▶ **Exercise set**:
1) Reproduce the portion of the librarian salary comments between "May 19th, 2006 at 11:55" and "good things too.", inclusive.
2) State whether each statement agrees with the librarian salary comments, answering yes or no and quoting the words that decide it: (a) Beginning librarians make an average of $36,486. (b) The commenter hired as a sub-para-professional started at $18,000 a year. (c) The final commenter dislikes their boss.
3) Continue the librarian salary comments from the point where they stop.

▶ **Quoted passage**:
I guess its just because I’m tired from working hard. I just can’t understand it.
Okay, I just found this article, that has updated median salaries.
Here are some of the results:
Librarians who do not supervise, make an average of $47,246
Beginning librarians make an average of $36,486
I’d say that I’m below that by quite a bit.
May 19th, 2006 at 11:55 am
I was hired as a sub-para-professional to run a small town library in MS for $6,000 a year in 1996. I left that job in October making $18,000 to my current job which pays $43,000. I really feel like a “PAID my dues” to get where I got! I was paying them with all my hard work and volunteer time. Nice to be where people recognize the past hard work. 🙂
May 19th, 2006 at 1:05 pm
Well, I guess I don’t have it THAT bad. I think I just go through gasps and spurts of annoyance because people complain easily enough, but they never appreciate when you try and do good things too.
BTW I do love my job. I like the people I work with. I LOVE my boss, who is very understanding and flexible. I love working with kids and teens. I just wish that people might say thank you a little more often.
But maybe I’m just being selfish.

▶ **Input data**:
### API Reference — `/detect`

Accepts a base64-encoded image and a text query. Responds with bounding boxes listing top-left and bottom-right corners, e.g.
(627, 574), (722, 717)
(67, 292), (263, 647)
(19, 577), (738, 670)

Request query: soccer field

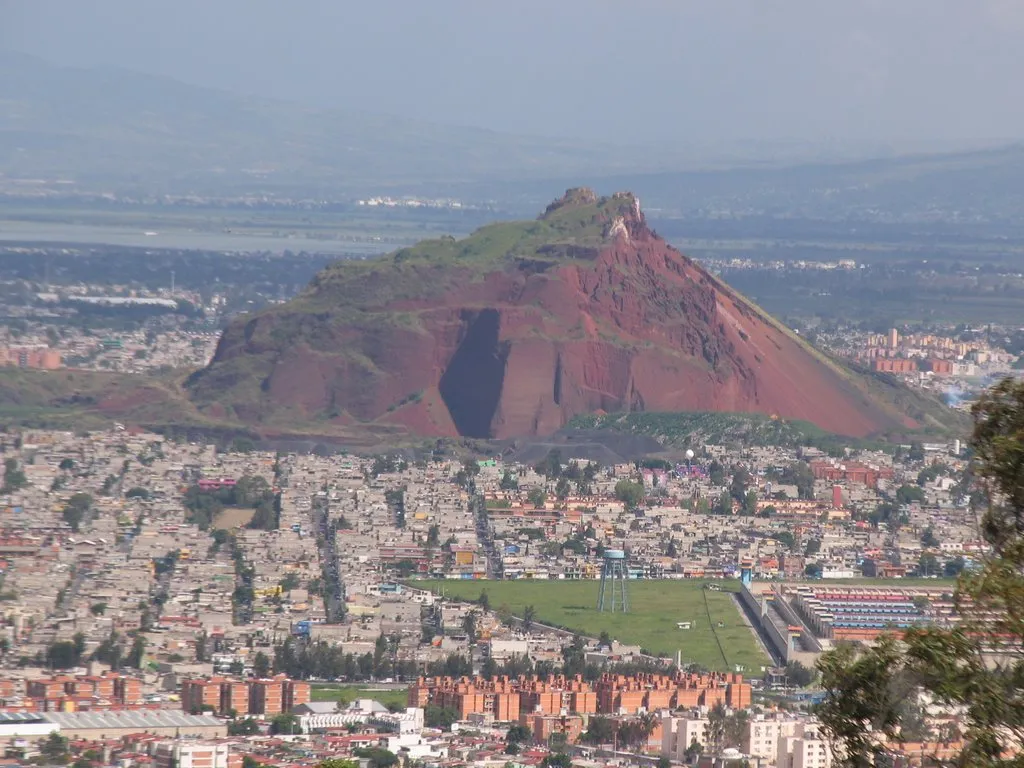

▶ **Answers by item**:
1)
May 19th, 2006 at 11:55 am
I was hired as a sub-para-professional to run a small town library in MS for $6,000 a year in 1996. I left that job in October making $18,000 to my current job which pays $43,000. I really feel like a “PAID my dues” to get where I got! I was paying them with all my hard work and volunteer time. Nice to be where people recognize the past hard work. 🙂
May 19th, 2006 at 1:05 pm
Well, I guess I don’t have it THAT bad. I think I just go through gasps and spurts of annoyance because people complain easily enough, but they never appreciate when you try and do good things too.

2)
(a) Yes: "Beginning librarians make an average of $36,486"
(b) No: "I was hired as a sub-para-professional to run a small town library in MS for $6,000 a year in 1996."
(c) No: "I LOVE my boss, who is very understanding and flexible."

3)
May 19th, 2006 at 8:54 pm
I’m a field biologist. Very competitive, and I don’t have a Master’s or Ph.D.. Going rate for my job is about $10-12/hour. And my jobs are all seasonal, because it snows during the winter. To get competitive in my field, I’d have to go back to school in my 30s for 4 years. No way, because I’m in my 30s and I f’ing hate school, and always have. I always only wanted to work. I couldn’t even support myself on my own. In my 30s. Beat that 🙂
May 23rd, 2006 at 4:43 pm
I have a bachelors and a masters from very good school. I don’t make (in my opinion) as much as I should but I do love my job. I too have to deal with difficult people. The one thng I tell myself is that at least I’m lucky to be married to someone who makes more than me!